INSTRUCTION: Start at the line containing "Where can the buckle" and transcribe every line exactly through the end of the records below, and only those lines.

PROVIDED RECORDS:
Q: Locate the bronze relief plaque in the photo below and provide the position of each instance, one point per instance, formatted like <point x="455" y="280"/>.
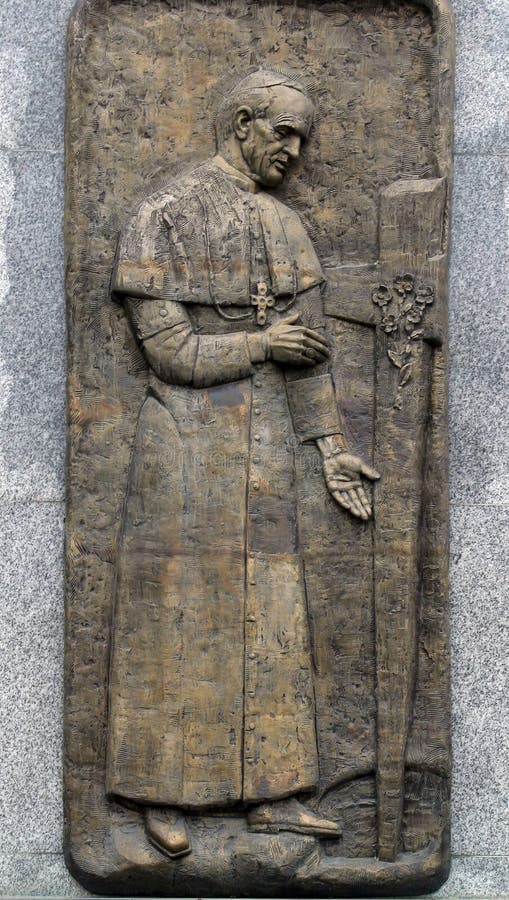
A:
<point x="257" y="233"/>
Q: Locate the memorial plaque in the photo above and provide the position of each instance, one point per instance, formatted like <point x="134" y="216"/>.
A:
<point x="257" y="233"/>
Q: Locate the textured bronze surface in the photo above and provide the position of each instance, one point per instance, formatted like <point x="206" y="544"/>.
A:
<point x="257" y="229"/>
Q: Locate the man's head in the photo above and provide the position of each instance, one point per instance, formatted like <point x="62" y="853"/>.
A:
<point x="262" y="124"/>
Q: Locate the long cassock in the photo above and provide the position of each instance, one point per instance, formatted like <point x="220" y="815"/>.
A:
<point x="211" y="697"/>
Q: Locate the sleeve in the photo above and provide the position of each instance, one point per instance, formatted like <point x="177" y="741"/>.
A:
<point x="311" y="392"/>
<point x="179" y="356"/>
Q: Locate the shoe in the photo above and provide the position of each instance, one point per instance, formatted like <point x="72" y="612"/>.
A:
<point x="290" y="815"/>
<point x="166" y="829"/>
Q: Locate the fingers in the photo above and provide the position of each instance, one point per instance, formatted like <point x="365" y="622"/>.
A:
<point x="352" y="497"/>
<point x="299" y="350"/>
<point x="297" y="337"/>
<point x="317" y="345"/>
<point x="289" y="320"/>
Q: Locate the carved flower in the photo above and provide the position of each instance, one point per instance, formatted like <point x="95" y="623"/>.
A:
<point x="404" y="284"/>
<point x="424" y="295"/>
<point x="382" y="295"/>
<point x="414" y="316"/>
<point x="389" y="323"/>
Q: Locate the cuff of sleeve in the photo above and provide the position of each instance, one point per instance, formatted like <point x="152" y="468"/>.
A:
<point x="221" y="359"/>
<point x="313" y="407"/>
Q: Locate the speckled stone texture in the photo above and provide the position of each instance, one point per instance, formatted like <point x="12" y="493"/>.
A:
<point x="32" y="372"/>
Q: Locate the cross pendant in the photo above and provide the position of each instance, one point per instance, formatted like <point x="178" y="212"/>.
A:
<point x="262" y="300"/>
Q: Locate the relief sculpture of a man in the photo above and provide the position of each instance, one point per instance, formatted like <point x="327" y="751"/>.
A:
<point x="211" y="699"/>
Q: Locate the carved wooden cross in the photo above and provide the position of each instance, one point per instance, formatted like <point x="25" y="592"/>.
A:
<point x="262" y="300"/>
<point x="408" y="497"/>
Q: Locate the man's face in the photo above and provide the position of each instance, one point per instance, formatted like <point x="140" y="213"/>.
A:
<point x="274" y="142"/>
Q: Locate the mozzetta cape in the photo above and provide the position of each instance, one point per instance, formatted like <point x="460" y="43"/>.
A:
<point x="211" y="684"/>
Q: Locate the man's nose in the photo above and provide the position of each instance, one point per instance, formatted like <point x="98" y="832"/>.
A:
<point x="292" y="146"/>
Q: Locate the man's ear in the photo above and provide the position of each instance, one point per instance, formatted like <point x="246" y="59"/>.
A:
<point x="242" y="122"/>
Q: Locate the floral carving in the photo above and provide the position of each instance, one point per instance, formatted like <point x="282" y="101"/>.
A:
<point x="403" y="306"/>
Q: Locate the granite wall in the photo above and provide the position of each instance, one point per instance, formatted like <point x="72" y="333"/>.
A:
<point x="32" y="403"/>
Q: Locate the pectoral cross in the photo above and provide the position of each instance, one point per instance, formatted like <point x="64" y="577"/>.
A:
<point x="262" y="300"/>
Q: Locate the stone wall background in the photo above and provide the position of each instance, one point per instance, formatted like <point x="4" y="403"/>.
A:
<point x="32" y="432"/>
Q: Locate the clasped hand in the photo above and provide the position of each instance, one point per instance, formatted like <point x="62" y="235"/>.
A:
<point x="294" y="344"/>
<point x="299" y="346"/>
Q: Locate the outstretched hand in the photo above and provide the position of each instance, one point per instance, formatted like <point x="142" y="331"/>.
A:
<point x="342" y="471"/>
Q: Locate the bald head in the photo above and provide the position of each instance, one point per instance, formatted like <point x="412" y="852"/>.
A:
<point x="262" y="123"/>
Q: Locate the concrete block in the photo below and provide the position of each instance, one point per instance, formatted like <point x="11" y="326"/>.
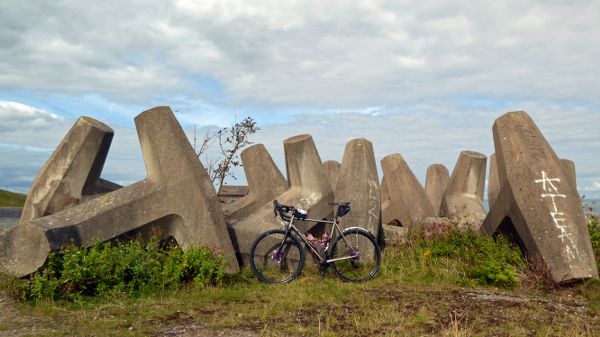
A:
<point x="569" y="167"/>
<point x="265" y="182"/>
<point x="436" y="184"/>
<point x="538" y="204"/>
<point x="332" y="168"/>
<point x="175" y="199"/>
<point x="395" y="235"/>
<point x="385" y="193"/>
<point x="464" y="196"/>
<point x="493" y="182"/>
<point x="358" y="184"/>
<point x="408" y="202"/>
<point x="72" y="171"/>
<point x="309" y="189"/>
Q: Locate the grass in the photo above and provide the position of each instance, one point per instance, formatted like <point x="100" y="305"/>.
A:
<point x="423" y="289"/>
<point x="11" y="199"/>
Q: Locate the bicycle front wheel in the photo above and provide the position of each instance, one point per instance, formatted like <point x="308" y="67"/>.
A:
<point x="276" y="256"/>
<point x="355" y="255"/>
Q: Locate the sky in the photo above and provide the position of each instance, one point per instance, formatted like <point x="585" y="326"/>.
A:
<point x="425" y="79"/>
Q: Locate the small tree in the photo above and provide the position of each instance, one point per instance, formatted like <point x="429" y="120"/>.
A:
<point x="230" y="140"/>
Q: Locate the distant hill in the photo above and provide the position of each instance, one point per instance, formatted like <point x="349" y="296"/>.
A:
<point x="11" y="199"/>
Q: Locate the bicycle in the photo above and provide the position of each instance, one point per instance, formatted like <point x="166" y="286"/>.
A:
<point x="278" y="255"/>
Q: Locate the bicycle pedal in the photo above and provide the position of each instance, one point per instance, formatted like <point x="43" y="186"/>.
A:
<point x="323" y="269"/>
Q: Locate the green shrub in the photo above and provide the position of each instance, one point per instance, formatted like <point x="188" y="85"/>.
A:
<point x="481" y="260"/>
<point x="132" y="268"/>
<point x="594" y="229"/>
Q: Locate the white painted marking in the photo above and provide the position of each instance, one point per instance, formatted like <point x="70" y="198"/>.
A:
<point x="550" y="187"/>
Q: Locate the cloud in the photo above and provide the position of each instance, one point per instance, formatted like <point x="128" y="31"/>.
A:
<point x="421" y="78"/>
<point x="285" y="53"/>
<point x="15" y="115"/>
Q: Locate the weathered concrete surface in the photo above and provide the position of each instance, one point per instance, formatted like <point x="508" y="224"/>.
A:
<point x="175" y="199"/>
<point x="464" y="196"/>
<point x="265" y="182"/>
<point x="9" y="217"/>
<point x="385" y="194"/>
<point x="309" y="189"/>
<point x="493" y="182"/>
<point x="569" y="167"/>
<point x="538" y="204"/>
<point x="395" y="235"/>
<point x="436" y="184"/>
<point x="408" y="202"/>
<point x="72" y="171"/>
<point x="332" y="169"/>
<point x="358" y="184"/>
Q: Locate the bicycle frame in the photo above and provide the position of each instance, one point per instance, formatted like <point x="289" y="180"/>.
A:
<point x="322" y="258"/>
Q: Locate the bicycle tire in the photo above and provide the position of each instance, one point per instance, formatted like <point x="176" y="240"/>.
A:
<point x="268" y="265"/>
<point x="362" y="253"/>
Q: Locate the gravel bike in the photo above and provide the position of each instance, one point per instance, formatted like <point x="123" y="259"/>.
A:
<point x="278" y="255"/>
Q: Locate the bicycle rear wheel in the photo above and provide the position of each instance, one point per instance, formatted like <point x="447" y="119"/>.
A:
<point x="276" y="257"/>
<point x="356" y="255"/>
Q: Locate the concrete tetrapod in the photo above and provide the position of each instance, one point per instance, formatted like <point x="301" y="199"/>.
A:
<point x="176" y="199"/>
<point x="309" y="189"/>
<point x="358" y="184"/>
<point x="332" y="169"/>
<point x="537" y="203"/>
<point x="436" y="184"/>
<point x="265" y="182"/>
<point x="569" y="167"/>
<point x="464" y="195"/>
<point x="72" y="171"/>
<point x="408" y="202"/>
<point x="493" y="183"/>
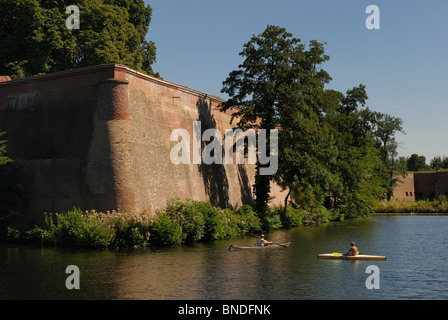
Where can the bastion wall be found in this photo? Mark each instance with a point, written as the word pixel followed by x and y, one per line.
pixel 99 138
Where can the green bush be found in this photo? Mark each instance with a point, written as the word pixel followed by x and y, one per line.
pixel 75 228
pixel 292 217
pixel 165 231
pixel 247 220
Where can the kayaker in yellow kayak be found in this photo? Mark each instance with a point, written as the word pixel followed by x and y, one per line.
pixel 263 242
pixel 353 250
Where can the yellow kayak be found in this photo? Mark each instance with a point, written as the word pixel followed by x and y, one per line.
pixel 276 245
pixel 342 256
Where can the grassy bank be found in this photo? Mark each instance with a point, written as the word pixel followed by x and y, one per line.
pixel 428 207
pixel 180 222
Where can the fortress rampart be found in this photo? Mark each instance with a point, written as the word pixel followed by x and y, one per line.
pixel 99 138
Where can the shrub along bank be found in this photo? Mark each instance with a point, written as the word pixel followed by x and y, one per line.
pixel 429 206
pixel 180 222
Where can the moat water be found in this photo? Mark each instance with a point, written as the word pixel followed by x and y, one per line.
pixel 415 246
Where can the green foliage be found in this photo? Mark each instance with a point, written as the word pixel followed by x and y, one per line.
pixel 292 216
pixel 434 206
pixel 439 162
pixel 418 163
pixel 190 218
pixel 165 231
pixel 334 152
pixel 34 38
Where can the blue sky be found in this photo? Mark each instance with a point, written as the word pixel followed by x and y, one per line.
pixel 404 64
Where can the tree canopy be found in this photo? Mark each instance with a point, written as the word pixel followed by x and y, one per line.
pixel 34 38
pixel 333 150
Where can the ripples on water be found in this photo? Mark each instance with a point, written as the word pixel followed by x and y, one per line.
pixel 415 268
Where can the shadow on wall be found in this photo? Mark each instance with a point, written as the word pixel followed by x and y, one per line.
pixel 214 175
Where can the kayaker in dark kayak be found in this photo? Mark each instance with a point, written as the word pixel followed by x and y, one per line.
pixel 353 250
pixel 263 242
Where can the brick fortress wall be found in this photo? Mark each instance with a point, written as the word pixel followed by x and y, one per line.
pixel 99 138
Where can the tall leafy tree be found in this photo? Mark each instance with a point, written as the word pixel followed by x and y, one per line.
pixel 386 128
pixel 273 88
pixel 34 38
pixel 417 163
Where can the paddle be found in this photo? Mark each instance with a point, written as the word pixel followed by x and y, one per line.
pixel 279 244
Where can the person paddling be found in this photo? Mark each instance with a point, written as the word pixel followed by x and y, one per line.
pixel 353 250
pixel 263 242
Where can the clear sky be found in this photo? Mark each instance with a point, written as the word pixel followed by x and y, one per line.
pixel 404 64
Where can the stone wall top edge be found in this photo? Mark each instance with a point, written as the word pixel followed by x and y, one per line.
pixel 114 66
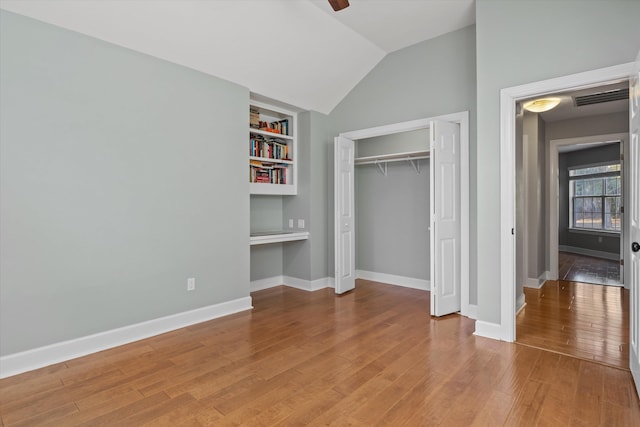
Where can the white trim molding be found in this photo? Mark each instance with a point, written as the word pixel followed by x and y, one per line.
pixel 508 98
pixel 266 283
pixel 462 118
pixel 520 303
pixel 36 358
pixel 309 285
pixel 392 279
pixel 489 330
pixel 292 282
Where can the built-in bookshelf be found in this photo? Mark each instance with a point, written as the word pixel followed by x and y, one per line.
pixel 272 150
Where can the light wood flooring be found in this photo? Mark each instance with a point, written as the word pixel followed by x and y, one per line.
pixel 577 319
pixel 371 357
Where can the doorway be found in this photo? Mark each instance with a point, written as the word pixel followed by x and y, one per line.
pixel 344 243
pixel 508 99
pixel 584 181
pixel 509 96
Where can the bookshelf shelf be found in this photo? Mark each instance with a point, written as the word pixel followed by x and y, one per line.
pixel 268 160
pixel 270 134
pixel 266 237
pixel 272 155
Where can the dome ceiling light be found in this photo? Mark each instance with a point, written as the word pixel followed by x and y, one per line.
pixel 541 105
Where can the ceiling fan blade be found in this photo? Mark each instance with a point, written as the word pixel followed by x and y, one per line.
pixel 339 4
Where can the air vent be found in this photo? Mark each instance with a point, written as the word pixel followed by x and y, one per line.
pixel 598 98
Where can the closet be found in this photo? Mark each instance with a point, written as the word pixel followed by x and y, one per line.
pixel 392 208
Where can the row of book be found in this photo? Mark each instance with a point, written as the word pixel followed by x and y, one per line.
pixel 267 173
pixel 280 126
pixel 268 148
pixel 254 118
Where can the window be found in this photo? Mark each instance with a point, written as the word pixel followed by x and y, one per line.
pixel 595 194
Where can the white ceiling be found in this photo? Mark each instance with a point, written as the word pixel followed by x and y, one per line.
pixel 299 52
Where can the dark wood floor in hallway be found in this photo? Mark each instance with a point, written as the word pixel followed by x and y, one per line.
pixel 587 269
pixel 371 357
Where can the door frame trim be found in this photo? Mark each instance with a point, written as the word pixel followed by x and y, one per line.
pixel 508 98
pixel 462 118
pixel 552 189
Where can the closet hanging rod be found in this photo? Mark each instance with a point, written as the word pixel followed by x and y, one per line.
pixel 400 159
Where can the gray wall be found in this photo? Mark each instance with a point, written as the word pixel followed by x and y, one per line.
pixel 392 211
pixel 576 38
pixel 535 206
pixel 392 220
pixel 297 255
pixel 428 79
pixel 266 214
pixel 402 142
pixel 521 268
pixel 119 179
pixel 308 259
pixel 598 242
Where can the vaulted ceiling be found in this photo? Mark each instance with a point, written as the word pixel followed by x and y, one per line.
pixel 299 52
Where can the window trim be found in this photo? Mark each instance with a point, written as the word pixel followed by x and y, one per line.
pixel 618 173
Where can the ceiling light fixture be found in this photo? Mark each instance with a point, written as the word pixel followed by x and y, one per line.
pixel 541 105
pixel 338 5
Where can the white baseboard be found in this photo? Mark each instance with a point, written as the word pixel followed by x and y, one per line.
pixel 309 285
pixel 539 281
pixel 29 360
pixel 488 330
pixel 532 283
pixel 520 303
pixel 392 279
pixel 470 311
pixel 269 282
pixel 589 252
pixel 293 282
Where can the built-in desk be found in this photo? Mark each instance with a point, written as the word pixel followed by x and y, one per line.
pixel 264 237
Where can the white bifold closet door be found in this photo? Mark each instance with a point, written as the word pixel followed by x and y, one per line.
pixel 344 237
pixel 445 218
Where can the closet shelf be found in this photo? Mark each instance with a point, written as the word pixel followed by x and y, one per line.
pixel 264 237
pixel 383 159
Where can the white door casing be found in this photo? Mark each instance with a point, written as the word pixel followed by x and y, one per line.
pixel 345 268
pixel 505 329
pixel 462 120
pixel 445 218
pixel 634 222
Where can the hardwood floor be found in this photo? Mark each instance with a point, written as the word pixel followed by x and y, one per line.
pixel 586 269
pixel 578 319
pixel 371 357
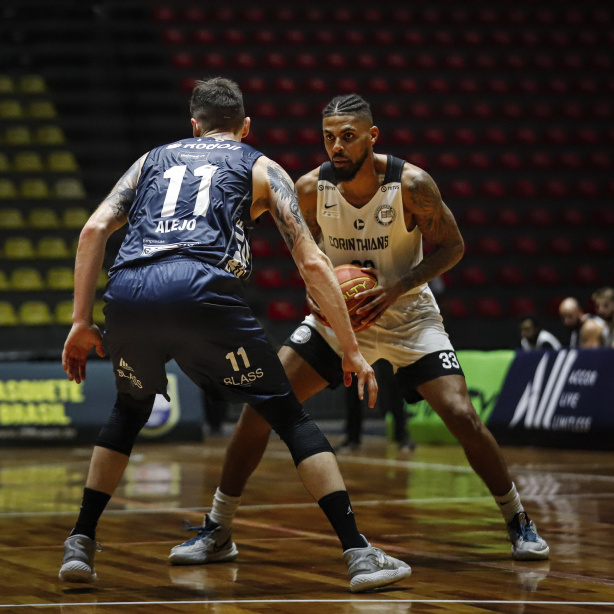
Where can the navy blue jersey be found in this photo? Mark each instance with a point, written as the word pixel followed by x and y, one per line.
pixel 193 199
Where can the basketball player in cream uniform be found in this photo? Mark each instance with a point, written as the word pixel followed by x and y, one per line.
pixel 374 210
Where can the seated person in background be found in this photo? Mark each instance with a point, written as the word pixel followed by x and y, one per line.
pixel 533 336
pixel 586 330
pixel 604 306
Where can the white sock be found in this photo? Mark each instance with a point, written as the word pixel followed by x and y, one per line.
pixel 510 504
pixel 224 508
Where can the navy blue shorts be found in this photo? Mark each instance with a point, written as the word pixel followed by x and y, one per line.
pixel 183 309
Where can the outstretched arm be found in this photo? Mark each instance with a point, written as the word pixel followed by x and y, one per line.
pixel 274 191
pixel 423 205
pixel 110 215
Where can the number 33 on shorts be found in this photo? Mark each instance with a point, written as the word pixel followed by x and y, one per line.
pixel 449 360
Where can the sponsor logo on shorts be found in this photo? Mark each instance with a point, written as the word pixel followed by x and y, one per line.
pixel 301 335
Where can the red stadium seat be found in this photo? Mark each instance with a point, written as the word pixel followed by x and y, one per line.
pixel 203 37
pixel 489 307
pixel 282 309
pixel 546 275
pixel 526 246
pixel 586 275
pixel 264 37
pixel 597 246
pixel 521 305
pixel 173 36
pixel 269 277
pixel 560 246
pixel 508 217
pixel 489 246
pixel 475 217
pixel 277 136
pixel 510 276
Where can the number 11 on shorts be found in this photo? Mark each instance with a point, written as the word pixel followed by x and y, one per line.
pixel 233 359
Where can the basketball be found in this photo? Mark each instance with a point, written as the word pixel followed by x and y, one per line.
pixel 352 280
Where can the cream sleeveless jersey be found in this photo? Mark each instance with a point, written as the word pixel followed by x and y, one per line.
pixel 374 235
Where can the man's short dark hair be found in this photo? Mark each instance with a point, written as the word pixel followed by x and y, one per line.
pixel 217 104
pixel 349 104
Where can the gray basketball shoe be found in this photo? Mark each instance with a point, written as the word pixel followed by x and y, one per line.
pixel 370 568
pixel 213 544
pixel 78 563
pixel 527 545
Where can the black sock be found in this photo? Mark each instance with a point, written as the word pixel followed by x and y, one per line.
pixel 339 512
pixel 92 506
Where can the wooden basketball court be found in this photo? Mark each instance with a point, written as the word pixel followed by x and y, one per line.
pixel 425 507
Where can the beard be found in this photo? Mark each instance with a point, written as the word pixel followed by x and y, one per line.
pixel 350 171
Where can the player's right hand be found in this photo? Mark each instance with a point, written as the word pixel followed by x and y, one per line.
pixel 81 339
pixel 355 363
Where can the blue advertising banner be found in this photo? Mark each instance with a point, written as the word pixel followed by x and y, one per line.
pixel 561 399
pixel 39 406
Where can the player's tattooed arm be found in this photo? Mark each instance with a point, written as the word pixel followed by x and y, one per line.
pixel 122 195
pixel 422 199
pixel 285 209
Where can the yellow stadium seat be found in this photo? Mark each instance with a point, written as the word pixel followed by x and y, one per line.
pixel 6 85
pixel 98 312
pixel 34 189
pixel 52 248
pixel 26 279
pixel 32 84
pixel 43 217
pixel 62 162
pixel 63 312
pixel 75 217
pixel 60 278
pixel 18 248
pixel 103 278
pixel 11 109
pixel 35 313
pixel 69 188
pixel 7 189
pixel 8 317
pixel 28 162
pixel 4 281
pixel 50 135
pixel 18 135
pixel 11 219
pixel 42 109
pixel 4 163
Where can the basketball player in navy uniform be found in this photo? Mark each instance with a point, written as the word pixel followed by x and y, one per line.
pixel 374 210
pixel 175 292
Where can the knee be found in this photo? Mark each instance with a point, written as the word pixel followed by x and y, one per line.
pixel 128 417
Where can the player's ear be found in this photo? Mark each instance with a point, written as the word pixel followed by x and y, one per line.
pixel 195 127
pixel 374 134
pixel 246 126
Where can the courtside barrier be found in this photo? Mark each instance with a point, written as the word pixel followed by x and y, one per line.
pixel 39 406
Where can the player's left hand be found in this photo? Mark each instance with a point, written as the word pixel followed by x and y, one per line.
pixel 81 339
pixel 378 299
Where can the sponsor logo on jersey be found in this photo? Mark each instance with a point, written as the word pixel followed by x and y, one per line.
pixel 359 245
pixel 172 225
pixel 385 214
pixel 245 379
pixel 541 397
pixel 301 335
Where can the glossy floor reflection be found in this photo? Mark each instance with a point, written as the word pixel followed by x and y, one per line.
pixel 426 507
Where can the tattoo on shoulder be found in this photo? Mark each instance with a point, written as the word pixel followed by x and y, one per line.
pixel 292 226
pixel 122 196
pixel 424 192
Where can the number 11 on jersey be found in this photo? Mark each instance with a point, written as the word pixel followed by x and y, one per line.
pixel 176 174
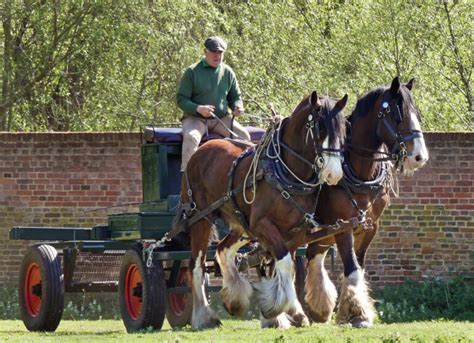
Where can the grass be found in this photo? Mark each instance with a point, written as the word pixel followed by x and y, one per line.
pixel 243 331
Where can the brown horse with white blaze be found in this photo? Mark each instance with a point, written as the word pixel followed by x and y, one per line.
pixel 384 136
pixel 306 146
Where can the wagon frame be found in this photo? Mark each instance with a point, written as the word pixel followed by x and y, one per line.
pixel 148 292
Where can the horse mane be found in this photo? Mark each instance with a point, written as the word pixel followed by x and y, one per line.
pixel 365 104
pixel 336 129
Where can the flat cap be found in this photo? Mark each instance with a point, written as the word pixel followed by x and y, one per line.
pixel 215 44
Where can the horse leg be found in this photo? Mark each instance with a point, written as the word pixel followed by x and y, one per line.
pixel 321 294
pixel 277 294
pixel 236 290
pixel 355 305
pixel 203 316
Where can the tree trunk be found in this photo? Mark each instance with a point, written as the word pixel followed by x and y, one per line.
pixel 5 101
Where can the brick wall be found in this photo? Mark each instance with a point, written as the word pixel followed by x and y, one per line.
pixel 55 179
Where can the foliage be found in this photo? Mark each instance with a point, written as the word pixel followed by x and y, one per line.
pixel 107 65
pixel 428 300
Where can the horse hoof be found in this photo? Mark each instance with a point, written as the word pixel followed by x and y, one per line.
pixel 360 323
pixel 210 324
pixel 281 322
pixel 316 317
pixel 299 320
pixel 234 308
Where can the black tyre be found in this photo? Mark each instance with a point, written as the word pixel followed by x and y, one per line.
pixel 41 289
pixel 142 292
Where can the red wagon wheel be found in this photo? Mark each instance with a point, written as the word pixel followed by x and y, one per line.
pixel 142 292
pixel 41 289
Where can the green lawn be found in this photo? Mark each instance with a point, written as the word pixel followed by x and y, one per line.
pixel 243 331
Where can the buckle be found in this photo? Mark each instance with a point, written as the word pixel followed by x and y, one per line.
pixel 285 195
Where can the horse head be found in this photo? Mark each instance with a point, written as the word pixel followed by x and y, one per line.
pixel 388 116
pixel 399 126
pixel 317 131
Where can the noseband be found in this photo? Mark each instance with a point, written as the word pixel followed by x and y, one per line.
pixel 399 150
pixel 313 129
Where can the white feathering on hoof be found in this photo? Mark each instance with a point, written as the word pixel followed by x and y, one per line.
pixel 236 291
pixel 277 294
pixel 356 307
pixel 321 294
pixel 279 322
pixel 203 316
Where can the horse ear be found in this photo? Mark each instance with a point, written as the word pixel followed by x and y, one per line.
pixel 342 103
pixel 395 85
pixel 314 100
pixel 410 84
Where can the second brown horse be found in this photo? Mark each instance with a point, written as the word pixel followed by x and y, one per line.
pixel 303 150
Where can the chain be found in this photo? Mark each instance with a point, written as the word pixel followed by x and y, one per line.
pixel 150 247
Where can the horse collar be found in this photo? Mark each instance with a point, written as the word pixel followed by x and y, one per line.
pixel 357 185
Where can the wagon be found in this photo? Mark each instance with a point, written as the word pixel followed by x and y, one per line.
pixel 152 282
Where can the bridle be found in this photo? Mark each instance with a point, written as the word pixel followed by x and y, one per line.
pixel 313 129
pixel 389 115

ANSWER IN FULL:
Where can the buckle be found in this photo? Mark each instance with a point, written as the word pixel followed by x and y, one per line.
pixel 285 195
Where can the horse head be found in this photo? Mark each instance with a point, written as the word pixel followed by x and y, one per line.
pixel 388 116
pixel 399 126
pixel 317 131
Where can the noseband be found in this photo? Mark each instance with a point, written as the word pixel followed by x and y, one per line.
pixel 399 150
pixel 313 129
Where can the white feathering on hoof be found in this photo? Mark each instance with a point, written as the word pixel followed by x and y, one per line.
pixel 236 291
pixel 277 294
pixel 356 307
pixel 321 294
pixel 279 322
pixel 203 316
Where can the horse ear be found in this photo? Mark each instance with a point, written as the word pixel followed by x and y, one per line.
pixel 342 103
pixel 395 85
pixel 314 100
pixel 410 84
Where can the second brown horse be found in this photo? Mark each instance with a point, written as the word pixel followed by x and y, one per line.
pixel 303 150
Where can the chain be found in this photo? Mark each instance with a point, written as the word pixel followed by x and y, one per line.
pixel 150 247
Where can the horse collar be found in this photo? Mark each instance with a point, written as the word pixel followed by x and y, one per line.
pixel 357 185
Where can the wagon be found in this photo? Mark each instance with a point, written as the word pixel followed by x and y, one per line.
pixel 152 282
Where can the bridle be found in this photo? Mark each instance with a point, written as the word pixel followed by x and y, one per line.
pixel 313 129
pixel 389 115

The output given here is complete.